Named-object pointing data:
***

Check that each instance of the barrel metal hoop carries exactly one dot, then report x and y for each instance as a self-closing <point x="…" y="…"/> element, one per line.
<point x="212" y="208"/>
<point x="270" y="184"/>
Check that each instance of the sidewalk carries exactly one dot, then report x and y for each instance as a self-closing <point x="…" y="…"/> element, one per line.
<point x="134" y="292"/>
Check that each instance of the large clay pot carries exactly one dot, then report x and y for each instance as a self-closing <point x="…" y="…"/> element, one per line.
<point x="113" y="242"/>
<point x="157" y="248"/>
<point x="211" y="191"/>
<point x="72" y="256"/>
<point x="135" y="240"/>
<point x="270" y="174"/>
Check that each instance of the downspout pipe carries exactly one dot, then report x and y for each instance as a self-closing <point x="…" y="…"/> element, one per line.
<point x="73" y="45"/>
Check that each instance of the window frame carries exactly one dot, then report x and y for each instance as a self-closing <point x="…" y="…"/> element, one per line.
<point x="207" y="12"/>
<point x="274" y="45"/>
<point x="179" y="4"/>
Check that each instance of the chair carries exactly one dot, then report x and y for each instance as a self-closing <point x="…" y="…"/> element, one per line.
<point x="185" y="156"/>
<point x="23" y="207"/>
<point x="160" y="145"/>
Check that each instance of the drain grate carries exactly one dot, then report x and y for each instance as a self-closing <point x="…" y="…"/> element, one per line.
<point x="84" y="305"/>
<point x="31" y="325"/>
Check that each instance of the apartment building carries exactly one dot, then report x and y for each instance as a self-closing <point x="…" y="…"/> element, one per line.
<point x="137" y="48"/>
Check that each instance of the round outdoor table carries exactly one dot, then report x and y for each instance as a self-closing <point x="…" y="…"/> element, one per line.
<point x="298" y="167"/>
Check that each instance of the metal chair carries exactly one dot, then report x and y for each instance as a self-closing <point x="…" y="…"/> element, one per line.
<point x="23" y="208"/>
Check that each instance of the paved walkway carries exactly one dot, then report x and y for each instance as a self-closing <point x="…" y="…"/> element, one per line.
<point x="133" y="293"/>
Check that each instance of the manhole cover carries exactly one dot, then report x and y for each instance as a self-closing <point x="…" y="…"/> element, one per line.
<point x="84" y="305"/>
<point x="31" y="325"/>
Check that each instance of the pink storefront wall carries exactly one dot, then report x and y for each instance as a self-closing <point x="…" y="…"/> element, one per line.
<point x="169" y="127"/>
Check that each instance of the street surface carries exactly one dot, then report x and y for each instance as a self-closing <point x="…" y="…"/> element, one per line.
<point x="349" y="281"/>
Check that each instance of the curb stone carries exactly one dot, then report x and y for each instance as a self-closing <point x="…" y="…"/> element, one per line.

***

Your goal:
Please return every line of the data above, unchanged and in the same order.

Correct output:
Check that each instance of the barrel metal hoop carries exactly one dot, then report x and y for each instance as a self-closing <point x="…" y="…"/> element, one per line.
<point x="212" y="208"/>
<point x="270" y="184"/>
Check that each instance of the sidewalk carries exactly one dot, then report x and y for each instance as a self-closing <point x="…" y="…"/> element, one per line.
<point x="134" y="292"/>
Check that each instance of the large clay pot carries exactly one dot, then report x and y for each instance as a self-closing <point x="…" y="…"/> element, one per line.
<point x="113" y="242"/>
<point x="157" y="248"/>
<point x="211" y="191"/>
<point x="72" y="256"/>
<point x="135" y="240"/>
<point x="270" y="174"/>
Check that each instance of the downspout pipe carries exactly one dot, then report x and y for each instance as a self-closing <point x="…" y="…"/> element, one per line.
<point x="73" y="45"/>
Check that each instance of the window frame carries exactly one dot, then report x and y for each instance as a self-closing <point x="…" y="…"/> element, one per line.
<point x="207" y="12"/>
<point x="274" y="45"/>
<point x="179" y="4"/>
Check that each instance of the chair carries exactly one dot, then report x and y for each instance as a self-closing <point x="…" y="…"/> element, one per line.
<point x="185" y="156"/>
<point x="23" y="207"/>
<point x="160" y="145"/>
Check that each instance of the drain grate carries exactly one dot, then report x and y for each instance as a self-closing <point x="…" y="…"/> element, one per line.
<point x="84" y="305"/>
<point x="31" y="325"/>
Check that each instance of the apartment building carries exactly one dot, then report x and y for each instance as a self-closing <point x="…" y="…"/> element, one per line.
<point x="137" y="48"/>
Check that each instance of the round outdoor table carries exactly one dot, then report x and y for each instance as a self-closing <point x="…" y="…"/> element, one per line.
<point x="298" y="167"/>
Check that each instance of the metal chair carries exactly one dot, then report x and y for each instance as a self-closing <point x="…" y="…"/> element, one per line.
<point x="23" y="208"/>
Check that each instance of the paved walkway carries exactly one dot, then report x and y for each instance as a self-closing <point x="…" y="…"/> element, one per line.
<point x="133" y="293"/>
Check that each instance of the manhole cover carries exactly one dot, then report x and y for each instance as a self-closing <point x="…" y="…"/> element, one per line.
<point x="84" y="305"/>
<point x="31" y="325"/>
Check that each instance of the pink storefront wall carries exactly one dot, then report x and y for each instance as a self-closing <point x="…" y="…"/> element, one per line.
<point x="169" y="127"/>
Check that each instance of the street surface carries exactly one dot, then report x and y for each instance as a self-closing <point x="…" y="…"/> element, one per line.
<point x="349" y="281"/>
Check that each instance of the curb stone carries exactly one dot, then report x and y for each instance as a self-closing <point x="…" y="…"/> element, one per line.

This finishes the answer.